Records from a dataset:
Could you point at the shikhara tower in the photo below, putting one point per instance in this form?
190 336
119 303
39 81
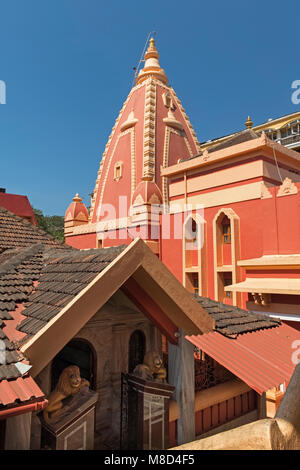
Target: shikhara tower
151 131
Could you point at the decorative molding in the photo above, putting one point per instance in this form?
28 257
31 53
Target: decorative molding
205 155
133 90
265 193
130 121
235 248
131 131
165 161
118 170
288 187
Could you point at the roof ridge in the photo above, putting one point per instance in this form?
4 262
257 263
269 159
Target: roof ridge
34 228
19 258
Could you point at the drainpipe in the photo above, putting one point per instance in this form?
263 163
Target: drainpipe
36 406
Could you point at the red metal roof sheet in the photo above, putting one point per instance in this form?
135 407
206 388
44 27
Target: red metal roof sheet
262 359
22 388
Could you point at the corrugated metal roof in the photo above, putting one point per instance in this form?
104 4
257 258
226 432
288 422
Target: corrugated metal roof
22 389
262 359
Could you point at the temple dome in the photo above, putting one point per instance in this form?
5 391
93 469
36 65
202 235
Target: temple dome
146 192
77 211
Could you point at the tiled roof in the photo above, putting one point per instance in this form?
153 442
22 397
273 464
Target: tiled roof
18 205
232 321
17 276
16 232
240 137
63 277
43 280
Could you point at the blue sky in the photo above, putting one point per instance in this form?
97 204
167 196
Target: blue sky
67 65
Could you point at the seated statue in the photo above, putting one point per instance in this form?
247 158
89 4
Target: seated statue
152 368
68 385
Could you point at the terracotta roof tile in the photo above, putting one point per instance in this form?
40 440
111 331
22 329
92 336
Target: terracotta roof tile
16 232
233 321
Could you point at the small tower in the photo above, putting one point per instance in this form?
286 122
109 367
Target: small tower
76 214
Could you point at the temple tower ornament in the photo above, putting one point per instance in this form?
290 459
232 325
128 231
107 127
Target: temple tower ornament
152 67
248 123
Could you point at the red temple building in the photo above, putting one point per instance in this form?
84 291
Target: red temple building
223 219
235 203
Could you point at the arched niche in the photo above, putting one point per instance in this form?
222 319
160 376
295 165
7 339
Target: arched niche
78 352
137 349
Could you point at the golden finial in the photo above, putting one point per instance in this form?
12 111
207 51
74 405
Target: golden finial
77 198
152 67
249 123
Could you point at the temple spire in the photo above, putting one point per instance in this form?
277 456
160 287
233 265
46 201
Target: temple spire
248 123
152 67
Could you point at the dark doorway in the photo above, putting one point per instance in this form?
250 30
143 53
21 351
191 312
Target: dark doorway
77 352
137 349
2 433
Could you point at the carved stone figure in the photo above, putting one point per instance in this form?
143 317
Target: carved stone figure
152 368
68 385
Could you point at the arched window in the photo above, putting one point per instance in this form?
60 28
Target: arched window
77 352
191 231
226 229
137 349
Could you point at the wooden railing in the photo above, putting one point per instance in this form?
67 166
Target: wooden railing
215 407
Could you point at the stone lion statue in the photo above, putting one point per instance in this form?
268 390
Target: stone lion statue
69 384
152 368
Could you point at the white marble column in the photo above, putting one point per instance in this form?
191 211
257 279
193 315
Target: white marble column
181 374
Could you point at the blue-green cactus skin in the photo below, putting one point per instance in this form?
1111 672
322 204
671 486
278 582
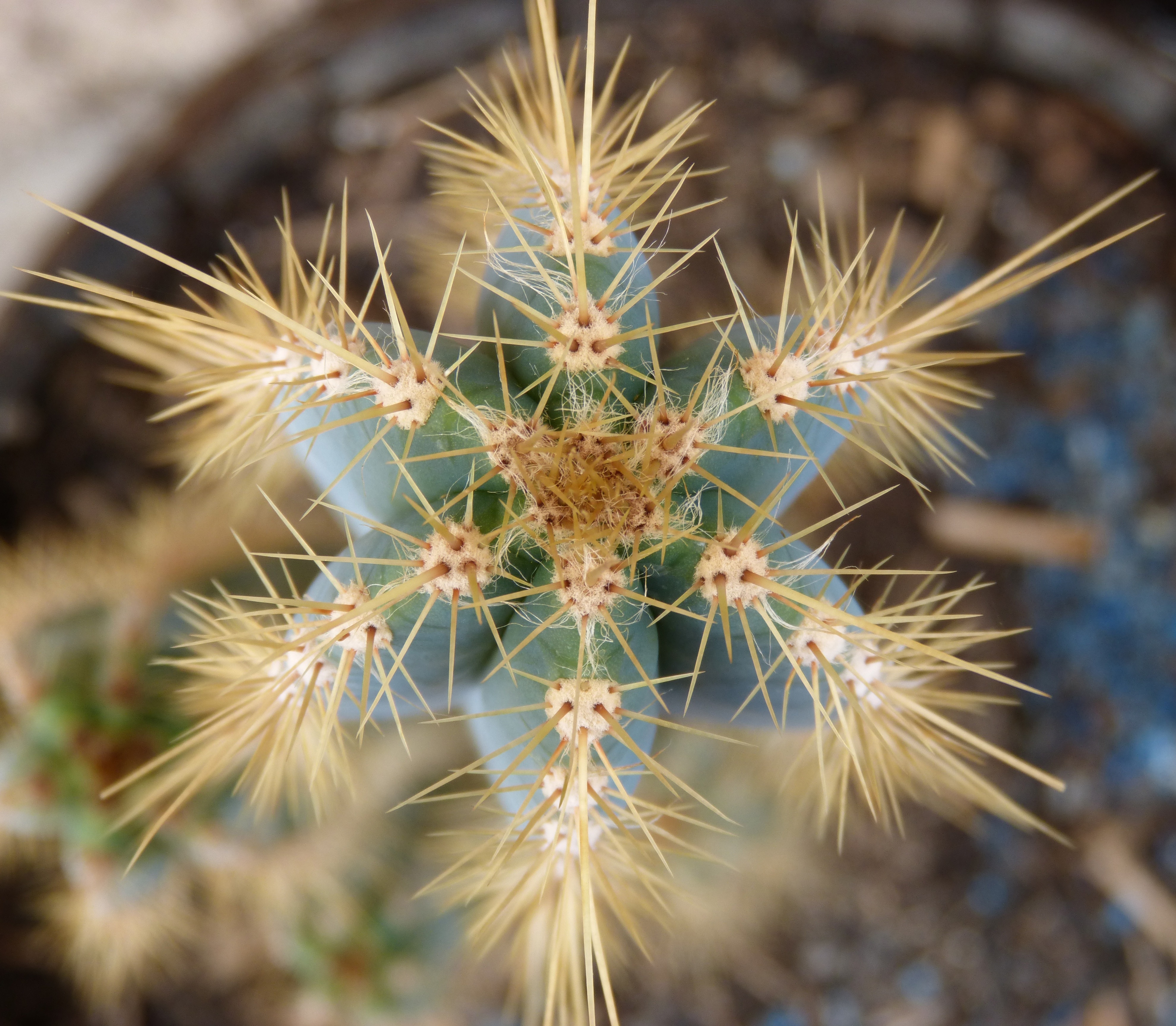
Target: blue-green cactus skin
377 489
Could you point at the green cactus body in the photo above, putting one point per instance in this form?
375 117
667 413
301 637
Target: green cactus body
570 535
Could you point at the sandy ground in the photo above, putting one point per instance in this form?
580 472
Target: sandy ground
83 83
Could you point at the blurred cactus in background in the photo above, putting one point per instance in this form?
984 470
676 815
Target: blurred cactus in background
564 532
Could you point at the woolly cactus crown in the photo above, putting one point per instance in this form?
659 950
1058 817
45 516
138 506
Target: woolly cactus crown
570 527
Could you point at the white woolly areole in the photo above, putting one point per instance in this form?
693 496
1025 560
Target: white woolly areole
293 672
469 554
505 436
588 696
865 673
586 348
589 596
825 635
848 359
405 387
355 637
334 370
671 449
731 561
593 226
769 391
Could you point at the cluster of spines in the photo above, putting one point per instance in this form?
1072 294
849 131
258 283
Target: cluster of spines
564 471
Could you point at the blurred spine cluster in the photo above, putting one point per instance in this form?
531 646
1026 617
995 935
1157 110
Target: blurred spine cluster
564 532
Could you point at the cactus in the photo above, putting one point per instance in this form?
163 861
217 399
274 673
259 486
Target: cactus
565 528
85 699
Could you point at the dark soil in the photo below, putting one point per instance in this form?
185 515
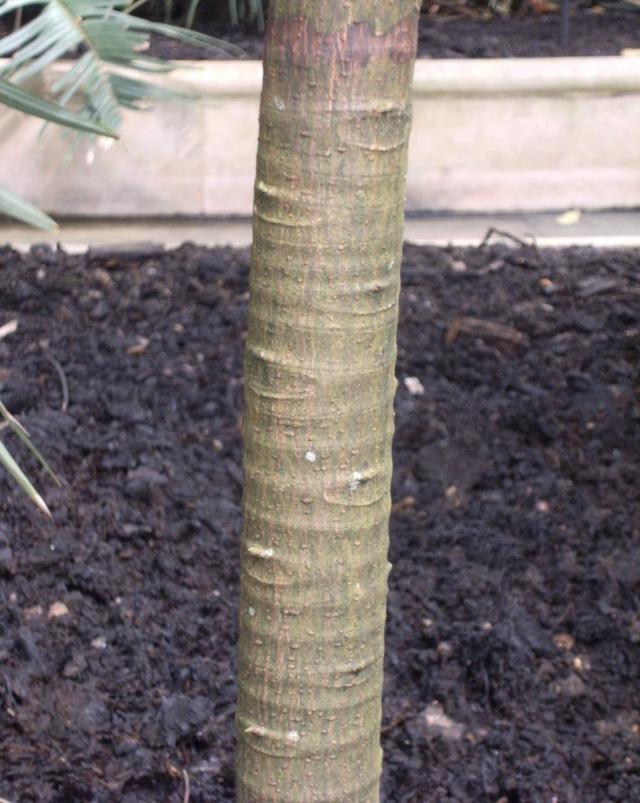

■ Aim of the exercise ■
In your copy, include no pictures, but set down every record exactly.

■ Solution ■
Could you point at the shikhara tower in the photo below, putting one point per instance in this form?
190 336
119 303
39 81
Target: shikhara tower
151 131
Could you point at the decorative molding in the photo above, putting one point per instance in this form?
28 257
31 53
Target: decorative molding
205 155
133 90
265 193
130 121
235 248
131 131
165 161
118 170
288 187
Could you point at the roof ridge in the photo above, putting one point per instance in this form?
4 262
257 263
269 159
Target: roof ridge
34 228
19 258
Could you point at the drainpipe in the photo above, putting one point per instance in this form?
263 163
Target: drainpipe
36 406
Could you point at the red metal roof sheet in the photo above, putting one point per instance in this form?
135 407
206 388
44 27
Target: red metal roof sheet
262 359
22 388
Could you point at the corrugated metal roof in the photo above, putting one point per instance in this form?
104 4
257 258
226 432
288 422
Target: corrugated metal roof
22 389
262 359
Could you point at the temple dome in the photo above, putting one point per instance in this form?
5 391
93 469
36 65
202 235
Target: temple dome
146 192
77 211
Could you point at the tiled roof in the photo above, putting one point per instance in this form?
153 442
22 397
273 464
Target: tiled roof
18 205
232 321
17 276
16 232
240 137
63 277
43 280
Could you point at the blue sky in the photo above, putting one point per instance in this form?
97 204
167 196
Target: blue sky
67 65
Could you point at the seated statue in the photo above, putting one point per instance in this form?
247 158
89 4
Target: seated statue
152 368
68 385
Could you point at the terracotta roof tile in the photo above, putting one point per instance in this form?
40 440
111 331
22 329
92 336
Target: terracotta roof tile
16 232
233 321
Could you point at the small tower in the photo above, putting one point per instance in this form?
286 122
109 367
Target: small tower
76 214
Could you point at the temple tower ornament in the photo above, putting one point per instance in this form?
290 459
232 325
128 231
107 127
Target: temple tower ornament
152 67
248 123
Could you point at the red temple building in the photo above, putting one point per instance in this form?
84 291
Target: red temple building
223 219
235 203
Could you point at the arched niche in the photo above, putting one point per instance in this form?
222 319
160 376
295 165
7 339
Target: arched niche
78 352
137 349
Could you point at the golden finial in the photo above, putting one point per instance in this form?
12 111
207 51
74 405
Target: golden finial
77 198
152 67
249 123
Could you point at the temple spire in the photo above, putting one point per instance in this form?
277 456
160 287
233 265
46 201
Target: temple spire
248 123
152 67
Could you point at the dark doorway in the photo above, putting one point per instance in this form?
250 30
143 53
21 351
191 312
Target: dark doorway
77 352
137 349
2 433
Could you point at the carved stone figure in the photo above, putting one point per instance in this form?
143 317
Target: carved stone figure
152 368
68 385
Could you point at the arched window in the photo above, putting one point per instance in this form?
60 28
Target: arched window
77 352
191 231
226 229
137 349
Could you point at the wooden railing in the photo above, putting one point per instance in this form?
67 166
Target: wooden railing
215 407
Could you point at the stone lion statue in the photo above, putting one point per instance in this form?
268 390
Target: stone lion statue
69 384
152 368
Could you point at the white marble column in the photo above, putting one point per instance in this form?
191 211
257 279
193 315
Target: white marble column
181 374
Could you point at the blue-green cactus skin in the photo below, putting one point per instance in this form?
1111 672
322 204
671 486
278 582
Target: blue-green cactus skin
377 489
Could you point at the green cactus body in the photo above, putting one point per instance in this form?
375 117
667 413
301 637
Target: green cactus body
570 535
Could you point at the sandy ground in the photo above, putting one point per instance in this form?
580 472
Target: sandy ground
83 83
Could you point at the blurred cactus in background in the photo above, putting one point per instance in this form?
984 470
676 815
Target: blurred cactus in background
564 532
Could you point at the woolly cactus crown in the photo above, putting one point per instance in this form?
659 950
1058 817
45 516
138 506
Target: woolly cactus crown
570 527
Could you point at the white woolly areole in the photo above, putting one point per instance in this form?
693 496
1025 560
Target: white woolly areole
293 672
469 554
505 436
588 696
865 673
586 348
589 596
825 635
848 359
405 387
355 637
334 370
671 449
731 561
593 226
769 391
Could you point at the cluster of spines in the photo above, putting one point per instance in this form?
1072 294
849 131
258 283
Target: cluster of spines
564 471
Could you point at the blurred spine cluster in the photo above, putting one point per instance in this form?
531 646
1026 617
995 935
1157 110
Target: blurred spine cluster
564 532
Could you point at the cactus in the photo above, putting one point per instance in this form?
163 861
217 399
274 673
259 486
Target: cactus
565 528
85 699
Could you point at the dark soil in the photo below, putting one point per instance in this form?
185 515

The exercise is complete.